| EXERCISE BRIEF |
Reproduce word for word the part of the passage on hospital CEO pay from "In this uncertain" to "more than ever.".

━━ SELECTED PASSAGE

Hospital CEOs
Hospital CEOs Pay Is Too Damn High,
President Trump’s One Big Beautiful Bill Act — otherwise known as the “Big Beautiful Bill” — is projected to magnify economic inequality in the U.S.
By 2034, the top tenth of U.S. households will see an estimated $13,600 increase in “household resources” (annual income), while the bottom tenth will see a $1,200 decrease. These changes are largely due to tax cuts and reduced investment in benefits programs such as Medicaid. With 10 million additional people forecasted to become uninsured by 2034 as a result of this legislation, our healthcare system is facing a major financial upheaval. As a practicing physician, I have already begun to witness site closures and layoffs as hospitals prepare for the bill’s effects.
In this uncertain environment, wage equality within hospitals — measured by the ratio between what employees and executives are paid — matters more than ever.

━━━━
━━ DATA EXTRACTS

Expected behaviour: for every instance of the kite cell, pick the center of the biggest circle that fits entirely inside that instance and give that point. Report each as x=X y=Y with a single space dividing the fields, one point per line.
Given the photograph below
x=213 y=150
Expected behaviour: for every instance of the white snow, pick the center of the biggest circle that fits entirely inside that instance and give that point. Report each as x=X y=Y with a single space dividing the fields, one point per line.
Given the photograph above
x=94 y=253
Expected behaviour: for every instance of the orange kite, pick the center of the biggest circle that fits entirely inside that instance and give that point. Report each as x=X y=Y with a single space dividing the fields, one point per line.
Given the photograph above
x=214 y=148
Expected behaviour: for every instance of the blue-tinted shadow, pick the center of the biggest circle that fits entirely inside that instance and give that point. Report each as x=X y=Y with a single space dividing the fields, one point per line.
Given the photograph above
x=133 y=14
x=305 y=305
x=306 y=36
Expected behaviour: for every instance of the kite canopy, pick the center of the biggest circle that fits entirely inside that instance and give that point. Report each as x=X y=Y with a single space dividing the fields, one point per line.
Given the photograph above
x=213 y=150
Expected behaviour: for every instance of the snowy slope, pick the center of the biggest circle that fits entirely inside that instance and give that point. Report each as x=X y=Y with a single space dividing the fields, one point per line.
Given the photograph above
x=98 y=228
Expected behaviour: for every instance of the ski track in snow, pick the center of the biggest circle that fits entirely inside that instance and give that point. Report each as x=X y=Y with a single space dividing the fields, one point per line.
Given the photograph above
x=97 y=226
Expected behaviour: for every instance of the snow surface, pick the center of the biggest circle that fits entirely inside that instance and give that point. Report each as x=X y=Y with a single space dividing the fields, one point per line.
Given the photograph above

━━━━

| RESPONSE TO THE TASK |
In this uncertain environment, wage equality within hospitals — measured by the ratio between what employees and executives are paid — matters more than ever.